EXERCISE INSTRUCTIONS >>
**1)** Reproduce the passage of the SMA backtesting text that begins at the words "This strategy aims" and ends after "profitability and effectiveness.".
**2)** In the SMA backtesting text, what values does the SmaCross strategy assign to n1 and n2?
**3)** Extend the SMA backtesting text, picking up right after its last sentence.

-- begin READING PASSAGE --

This strategy aims to capture potential trends in the asset's price movements by leveraging SMA crossovers. Backtesting is then used to evaluate the strategy's historical performance based on these rules, providing insights into its profitability and effectiveness.

In [16]:
import pandas as pd

def SMA(values, n):
    """
    Return simple moving average of `values`, at
    each step taking into account `n` previous values.
    """
    return pd.Series(values).rolling(n).mean()

In [17]:
from backtesting import Strategy
from backtesting.lib import crossover

class SmaCross(Strategy):
    # Define the two MA lags as *class variables*
    # for later optimization
    n1 = 20
    n2 = 50   
    def init(self):
        # Precompute the two moving averages
        self.sma1 = self.I(SMA, self.data.Close, self.n1)
        self.sma2 = self.I(SMA, self.data.Close, self.n2)
    
    def next(self):
        # If sma1 crosses above sma2, close any existing
        # short trades, and buy the asset
        if crossover(self.sma1, self.sma2):
            self.position.close()
            self.buy()

        # Else, if sma1 crosses below sma2, close any existing
        # long trades, and sell the asset
        elif crossover(self.sma2, self.sma1):
            self.position.close()
            self.sell()

In [22]:
class SingleSma(Strategy):
    # Define the moving average lag as a *class variable*
    n = 100
    
    def init(self):
        # Precompute the moving average
        self.sma = self.I(SMA, self.data.Close, self.n)
    
    def next(self):
        # If the close price crosses above the 200-day moving average,
        # close any existing short trades, and buy the asset
        if crossover(self.data.Close, self.sma):
            self.position.close()
            self.buy()

        # Else, if the close price crosses below the 200-day moving average,
        # close any existing long trades, and sell the asset
        elif crossover(self.sma, self.data.Close):
            self.position.close()
            self.sell()

## Running the Backtest

In [23]:
from backtesting import Backtest

bt = Backtest(hist, SingleSma, cash=10000, commission=0)
stats = bt.run()
stats

Start                     2021-11-22 00:00...
End                       2023-11-21 00:00...
Duration                    729 days 00:00:00
Exposure Time [%]                   71.106557
Equity Final [$]                  12806.38569
Equity Peak [$]                  13067.735441
Return [%]                          28.063857
Buy & Hold Return [%]               71.206681
Return (Ann.) [%]                   13.625127
Volatility (Ann.) [%]               24.158814
Sharpe Ratio                         0.563982
Sortino Ratio                        1.033985
Calmar Ratio                         0.943933
Max. Drawdown [%]                  -14.434419
Avg. Drawdown [%]                   -4.298791
Max. Drawdown Duration      177 days 00:00:00
Avg. Drawdown Duration       32 days 00:00:00
# Trades                                   14
Win Rate [%]                        35.714286
Best Trade [%]                      27.077684
Worst Trade [%]                     -2.739723
Avg. Trade [%]                    

## Analyzing the Results

- Return [%]: This is the total return on your investment as a percentage. It shows how much your initial capital has grown or shrunk.

-- end READING PASSAGE --
-- begin DATA --

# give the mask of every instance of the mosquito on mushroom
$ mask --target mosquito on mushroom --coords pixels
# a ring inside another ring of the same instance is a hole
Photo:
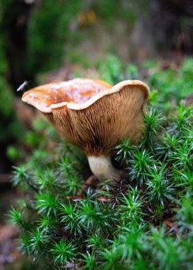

-- end DATA --

RESPONSES FOR EACH TASK >>
**1)**
This strategy aims to capture potential trends in the asset's price movements by leveraging SMA crossovers. Backtesting is then used to evaluate the strategy's historical performance based on these rules, providing insights into its profitability and effectiveness.

**2)** n1 is 20 and n2 is 50.

**3)**
- Buy & Hold Return [%]: This is the return you would have achieved if you simply bought and held the asset without any trading. It provides a benchmark for comparison.


- Volatility (Ann.) [%]: This represents the annualized volatility of your strategy. It measures the variation in returns over time. Lower volatility is generally preferred.


- Sharpe Ratio: The Sharpe Ratio measures the risk-adjusted return of your strategy. A higher Sharpe Ratio indicates better risk-adjusted performance. It's a common metric for assessing investment strategies.


- Sortino Ratio: Similar to the Sharpe Ratio, the Sortino Ratio measures risk-adjusted return but focuses on downside risk (volatility of negative returns). A higher Sortino Ratio indicates better risk-adjusted performance, especially in strategies that aim to minimize downside risk.


- Calmar Ratio: The Calmar Ratio measures the risk-adjusted return relative to the maximum drawdown. A higher Calmar Ratio is generally better, as it indicates better returns relative to the risk of significant losses.


- Win Rate [%]: This is the percentage of profitable trades out of the total number of trades. A higher win rate is generally preferred.


- Avg. Trade [%]: This is the average percentage return of all trades in your strategy. It provides a measure of the typical trade performance.


- Avg. Trade Duration: This is the average duration (in days) of all trades.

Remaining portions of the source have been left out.